Items listed in a dataset:
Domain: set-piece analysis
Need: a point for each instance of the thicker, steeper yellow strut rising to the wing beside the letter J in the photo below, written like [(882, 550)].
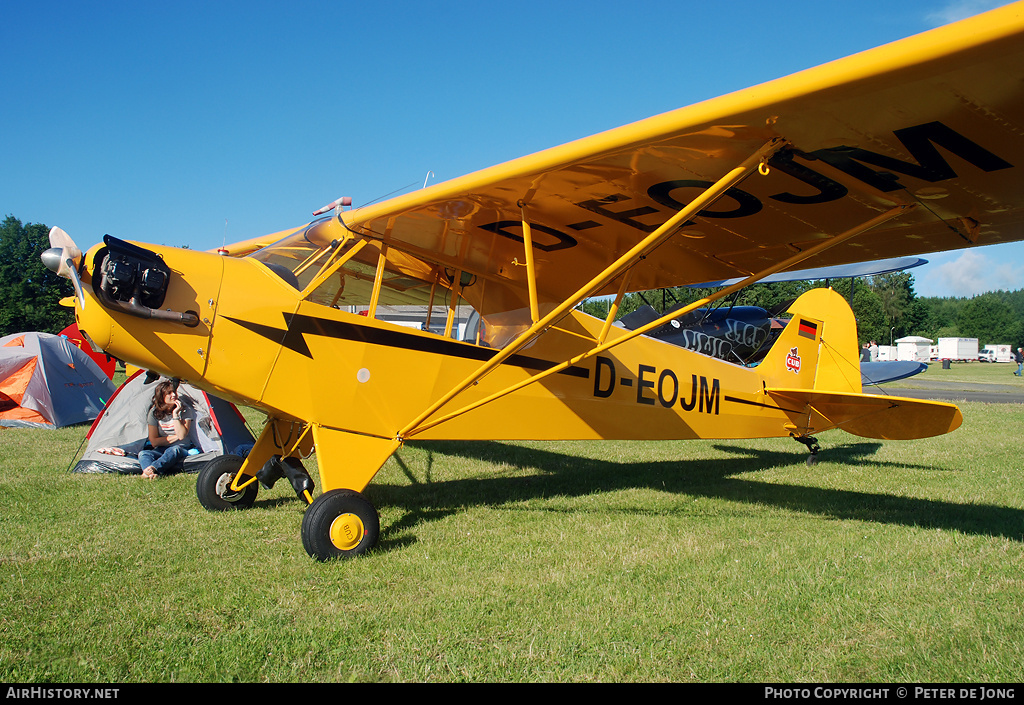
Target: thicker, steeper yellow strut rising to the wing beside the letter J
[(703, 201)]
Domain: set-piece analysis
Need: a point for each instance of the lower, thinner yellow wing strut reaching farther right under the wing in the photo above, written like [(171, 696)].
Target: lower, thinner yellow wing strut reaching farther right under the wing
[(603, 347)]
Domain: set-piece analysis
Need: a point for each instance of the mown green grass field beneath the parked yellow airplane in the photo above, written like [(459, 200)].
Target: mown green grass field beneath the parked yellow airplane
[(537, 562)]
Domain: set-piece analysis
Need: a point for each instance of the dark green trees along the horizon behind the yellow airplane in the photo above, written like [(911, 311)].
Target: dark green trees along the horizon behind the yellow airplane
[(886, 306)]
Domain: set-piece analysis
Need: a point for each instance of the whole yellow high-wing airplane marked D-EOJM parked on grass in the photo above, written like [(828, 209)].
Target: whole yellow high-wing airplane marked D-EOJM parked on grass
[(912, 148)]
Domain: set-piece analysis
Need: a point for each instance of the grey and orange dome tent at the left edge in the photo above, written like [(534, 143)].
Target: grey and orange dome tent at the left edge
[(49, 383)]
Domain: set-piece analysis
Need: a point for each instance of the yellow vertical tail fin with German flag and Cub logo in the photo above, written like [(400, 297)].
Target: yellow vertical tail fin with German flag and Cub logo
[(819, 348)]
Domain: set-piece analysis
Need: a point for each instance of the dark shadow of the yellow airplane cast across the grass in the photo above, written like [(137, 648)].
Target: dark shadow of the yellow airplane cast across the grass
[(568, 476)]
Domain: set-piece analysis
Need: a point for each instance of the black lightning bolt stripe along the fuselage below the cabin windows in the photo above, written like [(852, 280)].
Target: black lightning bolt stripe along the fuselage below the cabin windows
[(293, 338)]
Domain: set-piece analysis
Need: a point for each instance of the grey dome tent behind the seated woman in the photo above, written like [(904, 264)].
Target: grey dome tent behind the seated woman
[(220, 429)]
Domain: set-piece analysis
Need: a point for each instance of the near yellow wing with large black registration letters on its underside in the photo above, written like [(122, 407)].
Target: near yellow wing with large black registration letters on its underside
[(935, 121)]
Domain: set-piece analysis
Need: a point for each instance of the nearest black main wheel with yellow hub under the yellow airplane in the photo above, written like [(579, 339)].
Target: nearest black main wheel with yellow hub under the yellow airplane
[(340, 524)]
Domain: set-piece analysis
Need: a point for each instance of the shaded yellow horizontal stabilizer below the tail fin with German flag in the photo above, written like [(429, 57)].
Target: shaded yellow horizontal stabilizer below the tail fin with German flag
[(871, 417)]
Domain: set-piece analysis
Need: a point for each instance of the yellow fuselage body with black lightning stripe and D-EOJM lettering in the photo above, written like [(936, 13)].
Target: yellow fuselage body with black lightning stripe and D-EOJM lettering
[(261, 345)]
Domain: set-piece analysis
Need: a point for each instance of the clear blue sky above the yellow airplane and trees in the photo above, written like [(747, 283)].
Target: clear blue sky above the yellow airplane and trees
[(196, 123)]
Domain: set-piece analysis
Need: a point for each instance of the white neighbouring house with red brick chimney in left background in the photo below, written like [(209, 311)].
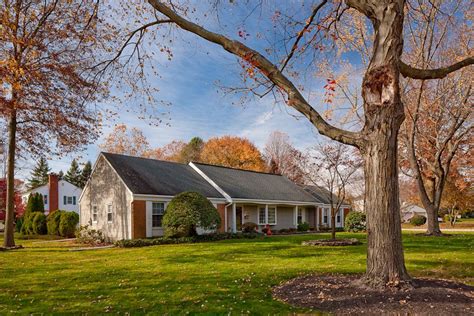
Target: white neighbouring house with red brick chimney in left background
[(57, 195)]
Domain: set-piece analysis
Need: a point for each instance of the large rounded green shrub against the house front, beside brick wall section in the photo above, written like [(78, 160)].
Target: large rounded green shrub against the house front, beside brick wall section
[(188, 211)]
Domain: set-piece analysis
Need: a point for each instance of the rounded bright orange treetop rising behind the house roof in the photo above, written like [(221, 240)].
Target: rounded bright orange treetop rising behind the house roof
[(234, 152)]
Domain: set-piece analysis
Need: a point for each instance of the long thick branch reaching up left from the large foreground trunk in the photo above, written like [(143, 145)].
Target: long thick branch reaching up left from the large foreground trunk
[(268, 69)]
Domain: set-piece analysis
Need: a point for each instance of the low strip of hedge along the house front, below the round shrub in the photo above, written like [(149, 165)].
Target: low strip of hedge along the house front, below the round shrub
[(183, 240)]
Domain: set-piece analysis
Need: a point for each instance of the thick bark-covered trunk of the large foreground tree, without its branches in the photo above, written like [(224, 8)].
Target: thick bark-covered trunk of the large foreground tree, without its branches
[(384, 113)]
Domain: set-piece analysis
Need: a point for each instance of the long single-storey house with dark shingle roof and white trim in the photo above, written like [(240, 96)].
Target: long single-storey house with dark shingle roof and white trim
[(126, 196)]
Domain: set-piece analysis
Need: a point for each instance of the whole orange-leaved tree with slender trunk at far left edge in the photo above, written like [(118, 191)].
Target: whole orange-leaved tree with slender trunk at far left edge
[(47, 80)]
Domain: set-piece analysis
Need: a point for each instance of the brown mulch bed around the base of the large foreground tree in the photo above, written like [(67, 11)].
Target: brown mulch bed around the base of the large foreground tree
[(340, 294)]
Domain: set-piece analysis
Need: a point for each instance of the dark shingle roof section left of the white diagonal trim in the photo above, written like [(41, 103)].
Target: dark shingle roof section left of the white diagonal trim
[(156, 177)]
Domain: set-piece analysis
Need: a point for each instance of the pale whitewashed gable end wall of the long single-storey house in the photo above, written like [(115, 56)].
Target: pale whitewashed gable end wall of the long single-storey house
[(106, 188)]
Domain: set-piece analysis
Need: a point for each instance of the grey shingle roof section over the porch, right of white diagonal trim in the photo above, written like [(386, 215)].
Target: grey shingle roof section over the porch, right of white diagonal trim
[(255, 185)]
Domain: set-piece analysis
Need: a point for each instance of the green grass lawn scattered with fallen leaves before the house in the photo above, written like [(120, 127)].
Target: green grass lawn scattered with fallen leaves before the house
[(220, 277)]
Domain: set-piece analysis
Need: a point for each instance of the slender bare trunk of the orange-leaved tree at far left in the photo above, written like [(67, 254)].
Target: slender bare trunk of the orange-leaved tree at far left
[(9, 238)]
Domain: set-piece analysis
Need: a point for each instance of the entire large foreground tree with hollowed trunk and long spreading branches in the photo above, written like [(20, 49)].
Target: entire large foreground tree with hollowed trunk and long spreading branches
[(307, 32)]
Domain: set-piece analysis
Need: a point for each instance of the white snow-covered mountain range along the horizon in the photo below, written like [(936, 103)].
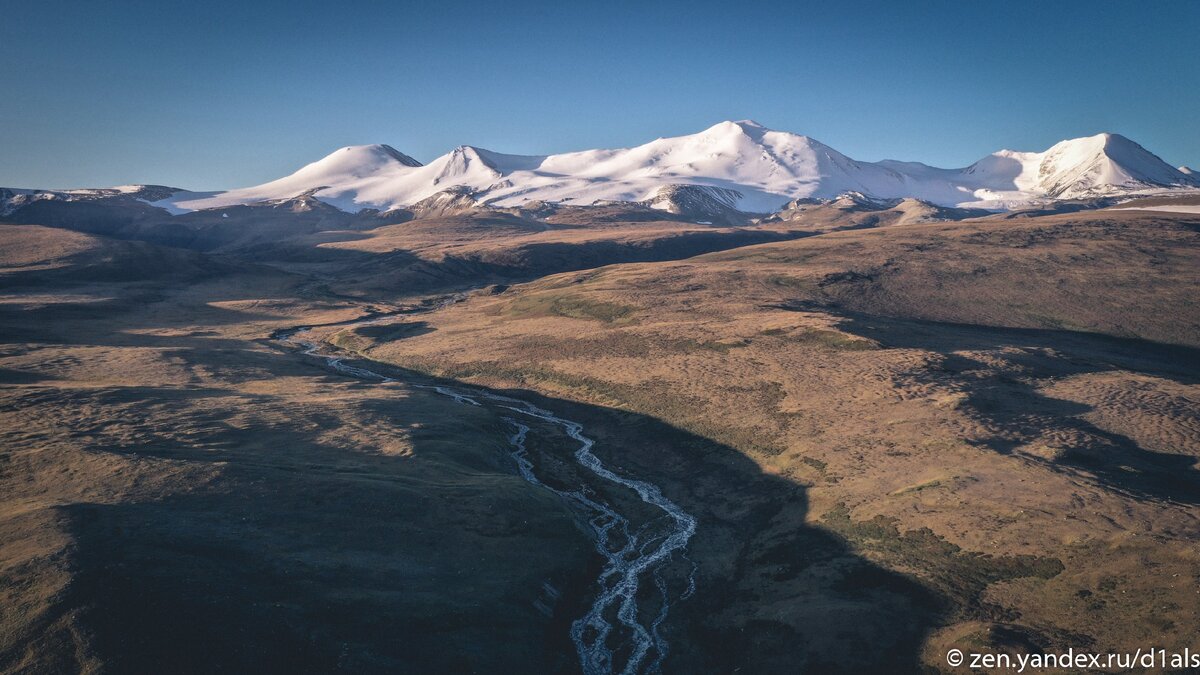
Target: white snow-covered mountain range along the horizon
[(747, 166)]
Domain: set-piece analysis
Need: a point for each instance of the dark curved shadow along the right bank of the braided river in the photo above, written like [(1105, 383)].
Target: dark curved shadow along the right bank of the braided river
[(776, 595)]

* **EXERCISE OBJECTIVE**
The records above, minus their pictures, are to be returned word for word.

* **SOLUTION BELOW**
Domain: set-piece analysis
Need: a point for each instance of the thicker, steeper yellow strut rising to the wing beside the letter J in the photo below, written like [(882, 550)].
Target: thicker, steeper yellow strut rising to the wing beside the letter J
[(703, 201)]
Domain: set-piece analysis
Need: a point for each instance of the lower, thinner yellow wing strut reaching farther right under the wing in the photo above, written like [(171, 696)].
Target: lower, thinner yellow wing strut reaching farther right under the wing
[(603, 347)]
Domain: set-piece analysis
Need: a point for each instance of the mown green grass field beneath the parked yellow airplane in the photo above, written like [(459, 200)].
Target: mown green grass field beneath the parked yellow airplane
[(537, 562)]
Domain: set-piece analysis
Need: a point for each instance of the dark green trees along the horizon behind the yellow airplane in the photo above, written like [(911, 311)].
Target: dark green trees along the horizon behind the yellow airplane
[(886, 306)]
Domain: set-piece analysis
Need: a point for each instance of the whole yellow high-wing airplane marked D-EOJM parked on grass in the photo above, written like [(828, 209)].
Target: whole yellow high-wing airplane marked D-EOJM parked on grass
[(912, 148)]
Domain: set-piece analysis
Need: a point for each instance of the grey and orange dome tent at the left edge in the photo above, written like [(534, 143)].
Target: grey and orange dome tent at the left edge
[(49, 383)]
Domain: set-piece analysis
Need: a point for each instance of the yellow vertical tail fin with German flag and Cub logo in the photo above, written like [(400, 297)].
Target: yellow vertical tail fin with German flag and Cub logo
[(819, 348)]
Domain: set-piece analysis
Need: a point for each instance of the dark shadow of the yellow airplane cast across the grass in the photo above, written like [(137, 648)].
Target: dark shadow of the yellow airplane cast across the grass
[(568, 476)]
Domain: set-piece analysis
Need: a point for each instance of the black lightning bolt stripe along the fuselage below the cabin windows in the photo above, written like [(852, 280)].
Target: black lightning bolt stripe along the fuselage below the cabin windows
[(293, 338)]
Domain: set-piece analysis
Need: a point for each instance of the grey dome tent behind the seated woman in the photo above, written like [(904, 264)].
Target: grey dome tent behind the seated woman
[(220, 429)]
Domain: set-piece analysis
Need: a point for each instance of the near yellow wing with large black registration letters on its underside in the photo above, written like [(122, 407)].
Target: near yellow wing with large black registration letters on its underside
[(935, 121)]
Domain: set-piece analysis
Need: a point for each instance of the nearest black main wheel with yellow hub under the yellow airplane in the photo above, written like [(579, 339)].
Target: nearest black main wheel with yellow hub under the yellow airplane
[(340, 524)]
Domain: set-piece analysis
Need: a point for each instance of the shaded yellow horizontal stabilizer below the tail fin with German flag in the photo above, written like [(429, 57)].
Target: shaded yellow horizontal stabilizer below the tail fin with German flag
[(871, 417)]
Domain: set-piece analysis
Need: a point for each instance of the yellow fuselage body with black lightning stripe and D-EOJM lettering in the photo above, written like [(936, 13)].
Target: yellow fuselage body with black lightning stripe and D-EOJM lettering
[(261, 345)]
Domain: set-piece analysis
Need: a point for each instance of the clear blue sky above the yellow airplane and trees in the photo above, written like [(747, 283)].
Target: clear blue sky above the yellow airplane and trees
[(196, 123)]
Domain: set-piece analysis
Need: a point for each instance of the white neighbouring house with red brick chimney in left background in the photo below, written like [(209, 311)].
Target: white neighbouring house with red brick chimney in left background
[(57, 195)]
Domain: set-piece analysis
Need: a point for each instance of the large rounded green shrub against the house front, beside brick wall section in the photo above, written like [(78, 160)].
Target: large rounded green shrub against the house front, beside brick wall section
[(188, 211)]
Domain: set-piece analysis
Need: a point for each instance of the rounded bright orange treetop rising behind the house roof in the photo above, written like [(221, 240)].
Target: rounded bright orange treetop rising behind the house roof
[(234, 152)]
Domain: set-piece analysis
Need: a point for each instance of the long thick branch reaching up left from the large foreground trunk in the photo above, written like [(143, 145)].
Target: long thick branch reaching up left from the large foreground trunk
[(268, 69)]
Domain: set-piece analysis
Need: a point for each instance of the low strip of hedge along the house front, below the round shrub in the photo above, written like [(149, 165)].
Target: low strip of hedge along the house front, below the round shrub
[(183, 240)]
Domain: set-piece analysis
Need: a point for each instance of the thick bark-covered trunk of the large foreground tree, without its branches in the photo above, written like [(224, 8)].
Target: thick bark-covered trunk of the large foreground tree, without its branches
[(384, 113)]
Domain: set-piece analysis
Need: a point for each instance of the long single-storey house with dark shingle roof and white trim in the photo above, written like [(240, 96)].
Target: long single-storey house with dark shingle roof and white trim
[(126, 196)]
Domain: set-piece analysis
Need: a point for each instance of the whole orange-leaved tree with slender trunk at far left edge in the photo above, written like [(118, 191)].
Target: whole orange-leaved tree with slender trunk at far left edge
[(47, 80)]
Domain: set-piece analysis
Need: a point for each instance of the brown mulch bed around the base of the large foreground tree in the photo above, written like [(67, 11)].
Target: brown mulch bed around the base of the large foreground tree
[(340, 294)]
Domain: set-piece analysis
Need: a point for each instance of the dark shingle roof section left of the white diagonal trim in the photo above, written like [(41, 103)].
Target: dark shingle roof section left of the white diagonal trim
[(156, 177)]
Domain: set-piece analysis
Need: a point for each instance of the pale whitewashed gable end wall of the long single-storey house in the photo above, written like [(115, 56)].
Target: pale whitewashed gable end wall of the long single-storey house
[(106, 188)]
Domain: set-piece analysis
Need: a point for each instance of the grey shingle roof section over the porch, right of white diagonal trim in the photo above, written like [(386, 215)].
Target: grey shingle roof section over the porch, right of white diagonal trim
[(255, 185)]
Domain: set-piece analysis
Need: a point for each instance of the green grass lawn scattered with fallen leaves before the house in the photo above, written like [(120, 127)].
Target: green grass lawn scattered with fallen leaves before the house
[(220, 277)]
Domain: set-piece analysis
Need: a point for each instance of the slender bare trunk of the orange-leaved tree at far left in the photo above, written like [(67, 254)].
Target: slender bare trunk of the orange-leaved tree at far left
[(9, 238)]
Domain: set-piece analysis
Need: a point for each instance of the entire large foreground tree with hollowed trunk and long spreading branches in the photo above, written like [(20, 49)].
Target: entire large foreground tree with hollowed trunk and long spreading branches
[(307, 32)]
Domain: set-piece analysis
Need: a point for each instance of the white snow-covered mountain range along the horizon in the photo below, written like [(936, 103)].
Target: white snow-covered mountain range along the horizon
[(747, 166)]
Domain: set-piece analysis
Need: a point for each instance of the dark curved shadow along the right bank of the braided river in the photo above, written like [(1105, 383)].
Target: dark curved shadow along the right bank of the braided river
[(776, 595)]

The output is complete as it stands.